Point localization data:
^^^^^^^^

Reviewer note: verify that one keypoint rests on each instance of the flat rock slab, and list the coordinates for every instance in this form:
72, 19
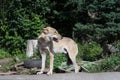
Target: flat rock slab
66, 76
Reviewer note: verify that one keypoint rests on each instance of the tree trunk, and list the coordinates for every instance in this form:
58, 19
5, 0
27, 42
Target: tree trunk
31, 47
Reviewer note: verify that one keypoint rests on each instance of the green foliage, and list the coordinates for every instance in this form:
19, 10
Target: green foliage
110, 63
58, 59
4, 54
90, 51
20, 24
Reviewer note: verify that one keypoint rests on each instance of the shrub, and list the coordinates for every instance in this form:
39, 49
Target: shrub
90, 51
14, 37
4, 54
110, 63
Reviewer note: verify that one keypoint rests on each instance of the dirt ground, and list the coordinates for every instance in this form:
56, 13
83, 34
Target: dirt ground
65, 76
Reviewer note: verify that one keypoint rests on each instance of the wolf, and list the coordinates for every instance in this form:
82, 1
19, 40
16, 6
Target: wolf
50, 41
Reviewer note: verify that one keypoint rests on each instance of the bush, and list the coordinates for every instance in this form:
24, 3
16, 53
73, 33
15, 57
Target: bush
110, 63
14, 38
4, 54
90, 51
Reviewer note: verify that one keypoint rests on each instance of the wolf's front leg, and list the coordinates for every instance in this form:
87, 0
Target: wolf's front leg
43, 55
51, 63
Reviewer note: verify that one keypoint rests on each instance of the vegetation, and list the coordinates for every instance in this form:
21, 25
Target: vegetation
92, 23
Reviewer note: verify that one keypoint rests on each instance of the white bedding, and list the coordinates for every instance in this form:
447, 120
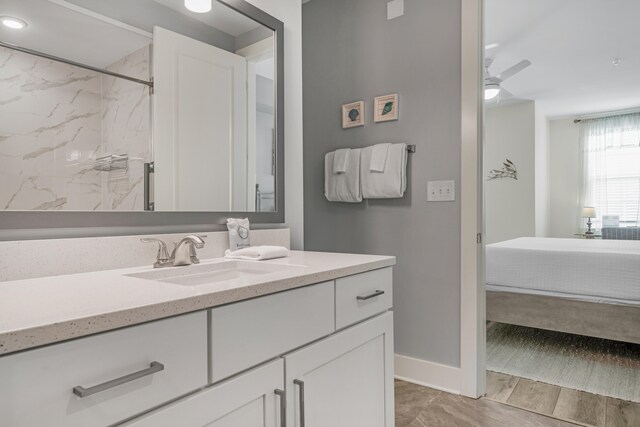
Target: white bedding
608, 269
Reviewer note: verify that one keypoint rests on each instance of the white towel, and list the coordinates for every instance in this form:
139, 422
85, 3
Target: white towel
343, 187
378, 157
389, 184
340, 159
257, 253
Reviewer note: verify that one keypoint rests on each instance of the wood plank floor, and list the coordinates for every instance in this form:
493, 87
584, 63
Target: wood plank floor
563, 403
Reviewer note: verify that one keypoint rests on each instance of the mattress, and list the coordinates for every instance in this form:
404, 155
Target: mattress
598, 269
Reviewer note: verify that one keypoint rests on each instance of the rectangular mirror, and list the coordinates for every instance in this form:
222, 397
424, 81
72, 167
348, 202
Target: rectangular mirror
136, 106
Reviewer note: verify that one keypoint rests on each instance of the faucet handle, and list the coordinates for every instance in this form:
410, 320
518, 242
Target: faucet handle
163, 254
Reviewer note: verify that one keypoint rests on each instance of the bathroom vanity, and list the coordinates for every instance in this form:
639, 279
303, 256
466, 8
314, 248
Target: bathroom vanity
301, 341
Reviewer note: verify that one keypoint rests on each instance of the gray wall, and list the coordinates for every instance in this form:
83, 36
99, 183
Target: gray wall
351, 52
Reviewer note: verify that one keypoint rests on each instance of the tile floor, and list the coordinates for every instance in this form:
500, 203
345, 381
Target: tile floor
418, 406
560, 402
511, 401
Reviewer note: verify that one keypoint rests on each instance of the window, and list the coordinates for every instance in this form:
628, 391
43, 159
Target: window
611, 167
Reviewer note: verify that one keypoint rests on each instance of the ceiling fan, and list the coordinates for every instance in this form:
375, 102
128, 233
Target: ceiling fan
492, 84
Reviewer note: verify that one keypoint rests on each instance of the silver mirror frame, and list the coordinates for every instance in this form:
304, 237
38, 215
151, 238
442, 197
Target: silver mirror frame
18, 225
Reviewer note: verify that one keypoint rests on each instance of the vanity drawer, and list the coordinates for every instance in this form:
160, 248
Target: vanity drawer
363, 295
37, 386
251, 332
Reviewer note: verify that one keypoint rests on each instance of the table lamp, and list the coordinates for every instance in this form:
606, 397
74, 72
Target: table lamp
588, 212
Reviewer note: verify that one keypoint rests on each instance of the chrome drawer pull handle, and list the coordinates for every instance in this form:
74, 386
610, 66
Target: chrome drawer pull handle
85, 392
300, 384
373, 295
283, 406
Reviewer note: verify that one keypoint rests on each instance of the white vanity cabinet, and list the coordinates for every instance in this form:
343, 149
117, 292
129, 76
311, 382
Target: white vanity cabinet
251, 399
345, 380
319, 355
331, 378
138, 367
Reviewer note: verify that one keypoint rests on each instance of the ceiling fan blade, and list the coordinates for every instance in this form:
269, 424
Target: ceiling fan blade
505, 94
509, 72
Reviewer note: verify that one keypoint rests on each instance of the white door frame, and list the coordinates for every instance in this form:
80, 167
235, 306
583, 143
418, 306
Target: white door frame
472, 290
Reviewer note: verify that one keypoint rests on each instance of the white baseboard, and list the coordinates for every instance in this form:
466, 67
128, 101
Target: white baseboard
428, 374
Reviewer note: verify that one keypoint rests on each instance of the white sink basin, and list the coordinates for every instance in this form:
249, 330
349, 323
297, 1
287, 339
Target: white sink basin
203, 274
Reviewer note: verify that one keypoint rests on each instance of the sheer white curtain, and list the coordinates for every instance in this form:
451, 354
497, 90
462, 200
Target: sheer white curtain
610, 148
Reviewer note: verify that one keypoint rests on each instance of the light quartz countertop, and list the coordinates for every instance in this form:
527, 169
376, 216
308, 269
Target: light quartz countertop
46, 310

^^^^^^^^

§ Task directions: Repeat the entries exactly, without pictures.

§ Completed exercise:
Reviewer note: verify that one keypoint rests on each instance of the flat rock slab, and list the coordinates for every instance in this form:
72, 19
Target: flat rock slab
66, 76
Reviewer note: verify that one keypoint rests on each instance of the tree trunk, and list the coordinates for every instance in this form:
58, 19
5, 0
27, 42
Target: tree trunk
31, 47
Reviewer note: verify that one keypoint rests on each instance of the green foliage, and list the coordinates for every instance in this form:
19, 10
Target: green foliage
110, 63
58, 59
4, 54
90, 51
20, 24
Reviewer note: verify that one keypoint rests on each instance of the shrub, and list the coordinates for every instance in this form:
39, 49
Target: shrub
90, 51
14, 37
4, 54
110, 63
Reviewer note: verify that one keypoint rests on each instance of the dirt ground, and list the coordinates for every instance in this form:
56, 13
83, 34
Target: dirt ground
65, 76
Reviewer note: verify that one keypoint rests on each instance of the wolf, and list the coordinates for every instance in this form:
82, 1
19, 40
16, 6
Target: wolf
50, 41
Reviewer note: verify that one keypoint rests on each instance of the bush, and list the coordinates for every instance in this form:
24, 3
16, 53
73, 33
15, 57
Target: bush
110, 63
14, 38
4, 54
90, 51
Reviewer note: verify that one keypoint rests on each instance of the wolf's front leg, and list the coordinates for every instance in this form:
87, 0
Target: wolf's front leg
43, 55
51, 63
Reviewer note: verify that one keypoint rests on each instance of the vegetation, and list the coordinates for every instance in this form:
21, 25
Target: vegetation
92, 23
Reviewer note: verify that one keypoint rests on each instance of the white bedding, and list the coordinates for every instance in this form:
447, 120
Target: white bedding
608, 269
Reviewer note: verify that one keypoint rests on each instance of the white towel, and list the coordinates for every instance in this form:
139, 422
85, 3
Target: white towel
343, 187
378, 157
389, 184
340, 159
257, 253
Reviewer note: verify that one keypoint rests on each instance of the wood plank floor, and list the coordinates for every instance in this form:
493, 87
584, 63
Target: wood plank floor
563, 403
Reviewer note: verify that one keypoint rests on each instance of the mattress, and list the coordinates for every instance in this form:
404, 155
Target: mattress
598, 269
Reviewer note: verify that one keypoint rests on each instance of the rectangular mirror, and list the coordinates for every instance in this form:
222, 397
424, 81
72, 167
348, 202
Target: rectangular mirror
136, 106
Reviewer note: verify that one keypoint rests on each instance of the faucet handle, and list the coordinates for every instance in this form:
410, 320
518, 242
Target: faucet handle
163, 254
Reviewer note: verify that one keypoint rests on each instance of the bathroom vanity, and list the coordinates for every instance in this form:
639, 279
303, 256
466, 8
314, 248
Target: bathroom vanity
301, 341
Reviewer note: verify that one keypoint rests on each instance of the gray wall, and list the coordinates for every instance in this form:
83, 36
99, 183
Target: gray wall
351, 52
Reviewer note: verify that one keypoint rests on each instance of the tile floor, and list the coordinates for every instance in this form:
500, 203
345, 381
Target: tile floor
418, 406
560, 402
511, 401
Reviewer note: verify that one keypoint rests on each instance of the window, and list the coordinates for every instance in this form:
628, 391
43, 159
Target: window
611, 167
Reviewer note: verify that one keypoint rests on each instance of the ceiling fan, and list the coordinates for every instance in this form:
375, 102
128, 233
Target: ceiling fan
492, 84
Reviewer note: verify that one keypoint rests on each instance of the silver mirror frame, and list the coordinates for every instance in this form:
304, 237
38, 215
151, 238
442, 197
Target: silver mirror frame
18, 225
Reviewer note: verify that one keypoint rests on each instance of the vanity drawer, and list the coordinates for every instance in this form:
160, 248
Target: vanity drawer
363, 295
37, 386
251, 332
Reviewer note: verify that one keypoint rests on each instance of the table lamp, and list the coordinates for every instance in this form:
606, 397
74, 72
Target: table lamp
588, 212
Reviewer note: verify that one keypoint rests on each instance of the chrome drawer pull handle, and list the coordinates for every instance in this form:
74, 386
610, 66
Target: chrome drawer pull handle
85, 392
300, 384
373, 295
283, 406
Reviewer note: verify that one keypoint rests on each instance of the white vanity cabinet, and list the coordinates for every instance in this form:
343, 149
117, 292
129, 76
311, 382
Target: white vanity cabinet
251, 399
345, 380
319, 355
331, 378
138, 367
Reviewer note: verify that one keypoint rests on each instance of the ceiling fan blade, and list the coordinates for every instance in this form:
269, 424
Target: ceiling fan blade
505, 94
509, 72
Reviewer note: verify that one keypoint rests on each instance of the white door frame, and list the coordinates for every instance in this form:
80, 167
235, 306
583, 143
418, 306
Target: white door frame
472, 290
Reviewer note: verify that one keypoint rests on each instance of the white baseboard, and list the coordinates for every instance in this form:
466, 67
128, 101
Target: white baseboard
428, 374
Reviewer note: verify that one keypoint rests on each instance of the white sink basin, and list the coordinates for every instance in this form:
249, 330
349, 323
297, 1
287, 339
Target: white sink basin
203, 274
Reviewer note: verify that one keypoint rests on each instance of the sheer white curtain, and list the coordinates for every instance in this form:
451, 354
497, 90
462, 200
Target: sheer white curtain
610, 148
Reviewer note: verify that one keypoint rests on each instance of the light quartz countertop, and list the coordinates for every instance in this form:
527, 169
376, 216
308, 269
Target: light quartz countertop
46, 310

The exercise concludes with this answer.